* [Exercise description]: Write out the items below again, substituting "nonzero" for every occurrence of "even-odd" and leaving everything else as it is.

* [Data items]:

┄┄┄┄┄┄┄┄┄┄

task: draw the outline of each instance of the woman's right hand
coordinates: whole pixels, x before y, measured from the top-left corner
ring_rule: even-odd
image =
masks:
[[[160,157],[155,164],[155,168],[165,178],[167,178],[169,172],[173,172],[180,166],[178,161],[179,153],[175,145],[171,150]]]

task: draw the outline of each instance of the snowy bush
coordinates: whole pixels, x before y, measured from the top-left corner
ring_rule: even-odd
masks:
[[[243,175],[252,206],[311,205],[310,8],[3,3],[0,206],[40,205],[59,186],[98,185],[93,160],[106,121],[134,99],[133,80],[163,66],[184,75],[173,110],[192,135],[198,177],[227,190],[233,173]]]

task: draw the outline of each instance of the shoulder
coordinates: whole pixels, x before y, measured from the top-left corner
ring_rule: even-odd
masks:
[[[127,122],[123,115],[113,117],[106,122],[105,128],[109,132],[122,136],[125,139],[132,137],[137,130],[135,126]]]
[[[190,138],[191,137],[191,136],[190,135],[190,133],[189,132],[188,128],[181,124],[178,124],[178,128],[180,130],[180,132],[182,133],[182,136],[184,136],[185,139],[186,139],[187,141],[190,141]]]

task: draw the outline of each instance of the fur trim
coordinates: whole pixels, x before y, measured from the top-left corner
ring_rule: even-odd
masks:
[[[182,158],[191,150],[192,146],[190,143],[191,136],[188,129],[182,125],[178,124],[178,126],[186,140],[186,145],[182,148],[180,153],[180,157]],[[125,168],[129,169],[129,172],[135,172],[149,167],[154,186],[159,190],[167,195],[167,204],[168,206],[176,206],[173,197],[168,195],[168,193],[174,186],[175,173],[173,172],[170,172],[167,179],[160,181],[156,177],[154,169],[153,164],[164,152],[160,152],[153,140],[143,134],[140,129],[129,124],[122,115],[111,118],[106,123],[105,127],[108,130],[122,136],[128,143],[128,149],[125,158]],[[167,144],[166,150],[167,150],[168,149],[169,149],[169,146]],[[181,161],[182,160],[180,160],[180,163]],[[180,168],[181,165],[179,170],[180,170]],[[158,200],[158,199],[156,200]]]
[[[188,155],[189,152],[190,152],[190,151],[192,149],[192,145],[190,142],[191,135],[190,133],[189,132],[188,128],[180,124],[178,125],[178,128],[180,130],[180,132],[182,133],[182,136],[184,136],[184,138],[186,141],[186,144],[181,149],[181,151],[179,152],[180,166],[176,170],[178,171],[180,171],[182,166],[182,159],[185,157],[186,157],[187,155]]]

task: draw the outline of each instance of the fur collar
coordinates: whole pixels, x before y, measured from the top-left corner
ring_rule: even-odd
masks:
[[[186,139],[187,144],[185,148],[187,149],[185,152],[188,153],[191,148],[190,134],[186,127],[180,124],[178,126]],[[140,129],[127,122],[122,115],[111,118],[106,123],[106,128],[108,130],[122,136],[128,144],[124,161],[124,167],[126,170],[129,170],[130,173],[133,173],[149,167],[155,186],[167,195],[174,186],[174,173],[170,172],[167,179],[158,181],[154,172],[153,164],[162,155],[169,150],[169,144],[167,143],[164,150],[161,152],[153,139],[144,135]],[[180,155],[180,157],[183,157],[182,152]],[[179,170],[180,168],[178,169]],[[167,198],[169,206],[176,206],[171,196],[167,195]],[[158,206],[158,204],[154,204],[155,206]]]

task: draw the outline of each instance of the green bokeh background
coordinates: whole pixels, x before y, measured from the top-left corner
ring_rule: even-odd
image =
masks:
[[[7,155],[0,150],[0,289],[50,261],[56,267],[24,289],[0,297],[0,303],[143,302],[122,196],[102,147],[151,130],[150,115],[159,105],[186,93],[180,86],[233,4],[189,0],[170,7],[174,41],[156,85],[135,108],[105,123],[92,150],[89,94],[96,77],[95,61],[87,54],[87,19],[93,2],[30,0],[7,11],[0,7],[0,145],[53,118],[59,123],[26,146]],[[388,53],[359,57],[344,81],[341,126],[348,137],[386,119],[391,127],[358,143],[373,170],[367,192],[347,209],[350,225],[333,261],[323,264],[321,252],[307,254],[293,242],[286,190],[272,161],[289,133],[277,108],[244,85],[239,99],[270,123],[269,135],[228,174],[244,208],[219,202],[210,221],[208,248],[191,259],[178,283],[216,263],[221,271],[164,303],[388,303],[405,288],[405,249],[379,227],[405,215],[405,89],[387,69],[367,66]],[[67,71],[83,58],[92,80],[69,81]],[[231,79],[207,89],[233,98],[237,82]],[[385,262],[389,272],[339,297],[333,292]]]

┄┄┄┄┄┄┄┄┄┄

* [Problem solution]:
task: draw the outline of each instance of the woman's right hand
coordinates: whole pixels, x before y, measured from the top-left corner
ring_rule: nonzero
image =
masks:
[[[160,157],[155,164],[155,168],[165,178],[167,178],[169,172],[173,172],[180,166],[178,161],[179,153],[175,145],[171,150]]]

task: draw the outline of each instance of the snowy bush
coordinates: whole pixels, x before y, measured from the top-left corner
ring_rule: nonzero
masks:
[[[243,175],[252,206],[311,205],[310,8],[3,3],[0,206],[40,205],[59,186],[98,185],[93,160],[106,121],[134,99],[133,80],[163,66],[184,75],[173,110],[192,135],[198,177],[227,190],[233,173]]]

task: draw the outline of each instance of the shoulder
coordinates: whole pixels, x before y, measured from the top-left corner
ring_rule: nonzero
masks:
[[[127,122],[123,115],[113,117],[106,122],[105,128],[109,132],[122,136],[125,139],[132,137],[137,130],[135,126]]]
[[[190,138],[191,137],[191,136],[190,135],[190,133],[189,132],[188,128],[181,124],[178,124],[178,128],[180,130],[180,132],[182,133],[182,136],[184,136],[185,139],[186,139],[187,141],[190,141]]]

task: draw the outline of each instance of the fur trim
coordinates: whole pixels, x before y, measured from the top-left corner
ring_rule: nonzero
masks:
[[[182,158],[191,150],[192,146],[190,143],[191,136],[188,129],[182,125],[178,124],[178,126],[186,140],[186,145],[182,148],[180,153],[180,157]],[[125,168],[129,169],[129,172],[135,172],[149,167],[154,186],[159,190],[167,195],[167,204],[168,206],[176,206],[173,197],[168,195],[168,193],[174,186],[175,173],[173,172],[170,172],[167,179],[160,181],[156,177],[154,169],[153,164],[164,152],[160,152],[153,140],[143,134],[140,129],[129,124],[122,115],[111,118],[106,123],[105,127],[108,130],[122,136],[128,143],[128,149],[125,158]],[[167,144],[166,150],[167,150],[168,149],[169,149],[169,146]],[[181,161],[182,160],[180,160],[180,163]],[[180,168],[181,165],[179,170],[180,170]],[[158,200],[158,199],[156,200]]]
[[[188,155],[189,152],[190,152],[190,151],[192,149],[192,145],[190,142],[191,135],[190,133],[189,132],[188,128],[180,124],[178,125],[178,128],[180,130],[180,132],[182,133],[182,136],[184,136],[184,138],[186,141],[186,144],[181,149],[181,151],[179,152],[180,166],[176,170],[178,171],[180,171],[182,166],[182,159],[185,157],[186,157],[187,155]]]

task: draw the outline of each instance of the fur collar
coordinates: whole pixels, x before y, measured from the top-left corner
ring_rule: nonzero
masks:
[[[186,139],[187,144],[185,148],[187,149],[185,152],[188,153],[191,148],[190,134],[186,127],[180,124],[178,126]],[[140,129],[127,122],[122,115],[111,118],[106,123],[106,128],[108,130],[122,136],[128,144],[124,161],[124,167],[126,170],[129,170],[130,173],[133,173],[149,167],[155,186],[167,195],[174,186],[174,173],[170,172],[167,179],[158,181],[154,172],[153,164],[162,155],[169,150],[169,144],[167,143],[164,150],[161,152],[153,139],[144,135]],[[180,155],[180,157],[183,157],[182,152]],[[179,170],[180,168],[178,169]],[[167,198],[169,206],[176,206],[171,196],[167,195]],[[158,206],[158,204],[154,204],[155,206]]]

task: draw the outline of each instance of the green bokeh background
coordinates: whole pixels, x before y, measured from the top-left corner
ring_rule: nonzero
image =
masks:
[[[7,155],[0,150],[0,289],[50,261],[56,267],[24,289],[0,297],[0,303],[143,302],[122,196],[102,147],[151,130],[150,115],[159,105],[186,93],[180,86],[233,4],[189,0],[170,7],[174,41],[156,85],[135,108],[105,123],[92,150],[89,94],[96,77],[95,61],[87,54],[87,19],[93,2],[30,0],[7,11],[0,7],[0,145],[53,118],[59,123],[26,146]],[[388,53],[359,57],[344,81],[341,126],[348,137],[386,119],[391,127],[358,143],[373,170],[367,192],[347,209],[350,225],[333,261],[323,264],[321,252],[307,254],[293,242],[286,190],[272,161],[289,133],[277,108],[244,85],[239,99],[270,123],[269,135],[228,174],[244,208],[219,202],[210,221],[208,248],[191,259],[178,283],[216,263],[221,271],[164,303],[388,303],[405,288],[405,249],[379,227],[405,215],[405,89],[387,69],[367,66]],[[67,71],[83,58],[92,80],[69,81]],[[231,79],[207,89],[233,98],[237,82]],[[385,262],[389,272],[339,297],[333,292]]]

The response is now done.